Copy the full listing exactly, word for word.

========================

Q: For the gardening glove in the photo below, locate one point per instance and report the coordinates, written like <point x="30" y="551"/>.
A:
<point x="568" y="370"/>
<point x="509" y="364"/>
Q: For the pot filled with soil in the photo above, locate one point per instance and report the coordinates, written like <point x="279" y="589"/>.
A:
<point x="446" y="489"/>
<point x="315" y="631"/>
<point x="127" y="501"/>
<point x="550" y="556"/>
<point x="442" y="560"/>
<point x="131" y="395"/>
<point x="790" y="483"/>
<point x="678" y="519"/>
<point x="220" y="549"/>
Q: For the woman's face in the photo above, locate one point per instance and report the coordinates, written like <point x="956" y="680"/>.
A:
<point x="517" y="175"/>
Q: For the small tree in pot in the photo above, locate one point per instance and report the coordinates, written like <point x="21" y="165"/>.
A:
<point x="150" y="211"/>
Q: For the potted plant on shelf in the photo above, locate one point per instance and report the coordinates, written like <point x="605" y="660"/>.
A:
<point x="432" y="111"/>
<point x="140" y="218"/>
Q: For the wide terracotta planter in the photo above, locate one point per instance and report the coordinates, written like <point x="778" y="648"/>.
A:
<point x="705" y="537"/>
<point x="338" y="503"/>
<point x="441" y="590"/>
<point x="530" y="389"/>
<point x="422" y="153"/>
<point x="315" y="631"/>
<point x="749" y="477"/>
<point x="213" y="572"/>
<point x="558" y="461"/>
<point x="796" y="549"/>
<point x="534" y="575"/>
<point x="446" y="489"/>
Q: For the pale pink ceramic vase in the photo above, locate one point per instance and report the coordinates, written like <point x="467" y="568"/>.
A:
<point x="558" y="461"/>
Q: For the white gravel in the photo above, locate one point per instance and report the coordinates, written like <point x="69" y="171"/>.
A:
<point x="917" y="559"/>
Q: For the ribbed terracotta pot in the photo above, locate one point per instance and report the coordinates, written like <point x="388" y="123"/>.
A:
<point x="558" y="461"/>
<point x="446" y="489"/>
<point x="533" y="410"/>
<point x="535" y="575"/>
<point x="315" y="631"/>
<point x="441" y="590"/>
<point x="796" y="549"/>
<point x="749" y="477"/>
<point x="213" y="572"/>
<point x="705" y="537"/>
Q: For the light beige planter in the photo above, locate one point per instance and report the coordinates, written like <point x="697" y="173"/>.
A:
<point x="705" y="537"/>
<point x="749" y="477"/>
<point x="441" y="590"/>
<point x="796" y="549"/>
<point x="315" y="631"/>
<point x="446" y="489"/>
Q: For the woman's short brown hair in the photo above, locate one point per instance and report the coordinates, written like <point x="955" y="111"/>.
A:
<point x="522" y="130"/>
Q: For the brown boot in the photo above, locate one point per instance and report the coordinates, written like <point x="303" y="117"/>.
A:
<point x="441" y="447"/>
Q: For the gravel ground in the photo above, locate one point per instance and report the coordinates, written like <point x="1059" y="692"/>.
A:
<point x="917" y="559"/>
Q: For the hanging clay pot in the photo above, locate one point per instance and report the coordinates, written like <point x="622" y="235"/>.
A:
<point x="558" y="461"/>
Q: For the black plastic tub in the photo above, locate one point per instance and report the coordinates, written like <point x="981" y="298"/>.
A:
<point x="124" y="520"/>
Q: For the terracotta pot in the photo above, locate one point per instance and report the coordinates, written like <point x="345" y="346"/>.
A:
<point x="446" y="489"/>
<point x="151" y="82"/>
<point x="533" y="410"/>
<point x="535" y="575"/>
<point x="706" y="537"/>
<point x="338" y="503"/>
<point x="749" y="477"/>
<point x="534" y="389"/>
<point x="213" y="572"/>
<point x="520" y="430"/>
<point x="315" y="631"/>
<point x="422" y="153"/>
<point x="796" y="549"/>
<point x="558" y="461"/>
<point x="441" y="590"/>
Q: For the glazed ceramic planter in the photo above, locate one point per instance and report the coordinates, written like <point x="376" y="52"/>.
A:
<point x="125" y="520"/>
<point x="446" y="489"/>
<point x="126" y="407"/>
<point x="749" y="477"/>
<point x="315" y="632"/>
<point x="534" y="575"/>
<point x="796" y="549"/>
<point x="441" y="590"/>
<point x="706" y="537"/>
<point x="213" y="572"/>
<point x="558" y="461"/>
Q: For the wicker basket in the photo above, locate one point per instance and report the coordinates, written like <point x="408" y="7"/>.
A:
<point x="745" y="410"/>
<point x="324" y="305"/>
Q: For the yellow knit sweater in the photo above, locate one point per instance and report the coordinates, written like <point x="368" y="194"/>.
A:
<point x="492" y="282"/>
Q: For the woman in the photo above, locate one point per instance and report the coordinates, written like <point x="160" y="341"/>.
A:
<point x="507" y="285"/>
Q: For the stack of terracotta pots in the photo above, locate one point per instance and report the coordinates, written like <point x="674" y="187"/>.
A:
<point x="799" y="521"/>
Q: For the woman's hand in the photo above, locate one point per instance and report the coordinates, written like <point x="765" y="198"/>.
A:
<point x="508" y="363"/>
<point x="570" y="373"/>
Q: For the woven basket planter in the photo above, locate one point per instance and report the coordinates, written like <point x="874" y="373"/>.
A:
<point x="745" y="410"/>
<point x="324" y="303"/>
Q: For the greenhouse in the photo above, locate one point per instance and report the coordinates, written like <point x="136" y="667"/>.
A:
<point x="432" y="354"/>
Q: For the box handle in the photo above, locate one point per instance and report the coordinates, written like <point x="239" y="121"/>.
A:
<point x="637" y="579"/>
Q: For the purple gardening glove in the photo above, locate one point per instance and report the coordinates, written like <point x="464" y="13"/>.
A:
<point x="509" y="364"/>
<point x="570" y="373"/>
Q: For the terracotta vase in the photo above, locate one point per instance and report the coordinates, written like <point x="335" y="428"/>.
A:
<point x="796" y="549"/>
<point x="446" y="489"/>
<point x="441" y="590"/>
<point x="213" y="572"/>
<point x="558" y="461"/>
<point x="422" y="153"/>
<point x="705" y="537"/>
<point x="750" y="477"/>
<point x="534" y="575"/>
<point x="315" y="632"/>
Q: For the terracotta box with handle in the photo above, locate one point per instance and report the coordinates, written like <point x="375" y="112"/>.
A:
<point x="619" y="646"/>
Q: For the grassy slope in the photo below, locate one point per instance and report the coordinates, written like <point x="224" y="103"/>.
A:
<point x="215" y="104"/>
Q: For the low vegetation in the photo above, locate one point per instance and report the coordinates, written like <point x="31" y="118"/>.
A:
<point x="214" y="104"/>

========================

OUTPUT OF THE TASK:
Q: For the gardening glove in the photo below, locate one point per instance and report the coordinates, written like <point x="30" y="551"/>.
A:
<point x="568" y="370"/>
<point x="509" y="364"/>
Q: For the pot filled with soil in the photo above, locate one point per instance and report the coordinates, written like <point x="279" y="589"/>.
A:
<point x="446" y="489"/>
<point x="315" y="631"/>
<point x="127" y="501"/>
<point x="550" y="556"/>
<point x="442" y="560"/>
<point x="131" y="395"/>
<point x="790" y="483"/>
<point x="678" y="519"/>
<point x="220" y="549"/>
Q: For the woman's face in the photo above, locate one point per instance and report the coordinates, written like <point x="956" y="680"/>.
A:
<point x="517" y="175"/>
Q: For the small tree in pot in the photo above, locate one point per instance and report the coordinates, written like <point x="21" y="165"/>.
A:
<point x="150" y="211"/>
Q: For the potted plant on shelf in the photo above, locate one point per instance and report the coordinates, written like <point x="605" y="660"/>.
A:
<point x="432" y="111"/>
<point x="140" y="218"/>
Q: For the wide terracotta planter in the photo above, locate one point per instance and report the coordinates, written like <point x="778" y="648"/>.
A:
<point x="705" y="537"/>
<point x="338" y="503"/>
<point x="441" y="590"/>
<point x="530" y="389"/>
<point x="422" y="153"/>
<point x="315" y="631"/>
<point x="749" y="477"/>
<point x="213" y="572"/>
<point x="558" y="461"/>
<point x="796" y="549"/>
<point x="534" y="575"/>
<point x="446" y="489"/>
Q: For the pale pink ceramic vase in the photo above, locate one point per instance and report the coordinates, written like <point x="467" y="568"/>.
A:
<point x="558" y="461"/>
Q: For the white gravel in the photo above, locate one point per instance and report the coordinates, written like <point x="69" y="171"/>.
A:
<point x="917" y="559"/>
Q: For the ribbed terracotta pot in the photo above, locate one point per instance and report the coordinates, written like <point x="388" y="123"/>.
A:
<point x="558" y="461"/>
<point x="446" y="489"/>
<point x="533" y="410"/>
<point x="535" y="575"/>
<point x="315" y="631"/>
<point x="441" y="590"/>
<point x="796" y="549"/>
<point x="749" y="477"/>
<point x="213" y="572"/>
<point x="705" y="537"/>
Q: For the light beige planter in the photo above, locate one point per instance and report the coordinates, written like <point x="697" y="173"/>.
A:
<point x="705" y="537"/>
<point x="749" y="477"/>
<point x="441" y="590"/>
<point x="796" y="549"/>
<point x="315" y="631"/>
<point x="446" y="489"/>
Q: For the woman's short brown hair in the photo above, locate one point per instance and report the coordinates, written like <point x="955" y="111"/>.
A:
<point x="522" y="130"/>
Q: For the brown boot in the photo above, locate one point per instance and report the coordinates, written like <point x="303" y="117"/>.
A:
<point x="441" y="447"/>
Q: For the gravel ground in the photo above, locate one point per instance and report the coordinates, written like <point x="1059" y="692"/>.
A:
<point x="917" y="559"/>
Q: For the hanging clay pot in the photo above, locate one point per instance and report the coordinates, written like <point x="622" y="235"/>.
A:
<point x="558" y="461"/>
Q: For the black plastic tub in the photo above, locate one point per instance and report the coordinates, written like <point x="981" y="298"/>.
A:
<point x="124" y="520"/>
Q: For the terracotta pot in the photo above, locate one point per instance and report the coordinates, written like <point x="345" y="346"/>.
A:
<point x="446" y="489"/>
<point x="151" y="82"/>
<point x="533" y="410"/>
<point x="535" y="575"/>
<point x="706" y="537"/>
<point x="338" y="503"/>
<point x="749" y="477"/>
<point x="534" y="389"/>
<point x="213" y="572"/>
<point x="520" y="430"/>
<point x="315" y="631"/>
<point x="422" y="153"/>
<point x="796" y="549"/>
<point x="558" y="461"/>
<point x="441" y="590"/>
Q: For the glazed ceramic planter in the photo above, locate one point per instance and report the coordinates, written like <point x="376" y="52"/>.
A:
<point x="125" y="520"/>
<point x="446" y="489"/>
<point x="126" y="407"/>
<point x="749" y="477"/>
<point x="315" y="632"/>
<point x="534" y="575"/>
<point x="796" y="549"/>
<point x="441" y="590"/>
<point x="706" y="537"/>
<point x="213" y="572"/>
<point x="558" y="461"/>
Q: For the wicker basket in the photo above, locate one point per instance and report the coordinates, written like <point x="408" y="7"/>.
A:
<point x="745" y="410"/>
<point x="324" y="305"/>
Q: For the yellow knit sweater in the photo above, locate one point per instance and report the coordinates, written like <point x="368" y="194"/>.
A:
<point x="492" y="282"/>
Q: For the woman in the photo above, locate one point per instance and report the coordinates, written like <point x="160" y="341"/>.
A:
<point x="507" y="285"/>
Q: For the stack of terracotta pots in the photo above, locate one point per instance and report the coordinates, written like <point x="674" y="187"/>.
A:
<point x="799" y="521"/>
Q: For the woman's hand in the photo above, locate one point per instance and report the coordinates, written like <point x="765" y="198"/>.
A:
<point x="508" y="363"/>
<point x="570" y="373"/>
Q: For the woven basket planter in the photo above, locate one point per instance and report the coordinates, written like <point x="874" y="373"/>.
A:
<point x="745" y="410"/>
<point x="324" y="303"/>
Q: For the greenhouse in the photo above, locate one point per instance and report the coordinates, written like <point x="136" y="667"/>.
A:
<point x="432" y="354"/>
Q: For the box handle in the photo above, locate one point per instance and report the coordinates, written like <point x="239" y="121"/>.
A:
<point x="637" y="579"/>
Q: For the purple gardening glove in the photo above, locate one point per instance and report the coordinates, written like <point x="464" y="13"/>.
A:
<point x="509" y="364"/>
<point x="570" y="373"/>
Q: For the terracotta vase in the photo above, locate one point per instance and report the coordinates, written like <point x="335" y="428"/>.
A:
<point x="796" y="549"/>
<point x="446" y="489"/>
<point x="441" y="590"/>
<point x="213" y="572"/>
<point x="558" y="461"/>
<point x="422" y="153"/>
<point x="705" y="537"/>
<point x="750" y="477"/>
<point x="534" y="575"/>
<point x="315" y="632"/>
Q: For the terracotta box with handle in the photo above, locate one point per instance and report the coordinates, written like <point x="375" y="112"/>.
A:
<point x="619" y="646"/>
Q: For the grassy slope in the photo below, locate one point per instance and report the coordinates, written like <point x="224" y="103"/>.
A:
<point x="215" y="104"/>
Q: For the low vegetation in the photo above, locate one point per instance and report the coordinates, written like <point x="31" y="118"/>.
A:
<point x="214" y="104"/>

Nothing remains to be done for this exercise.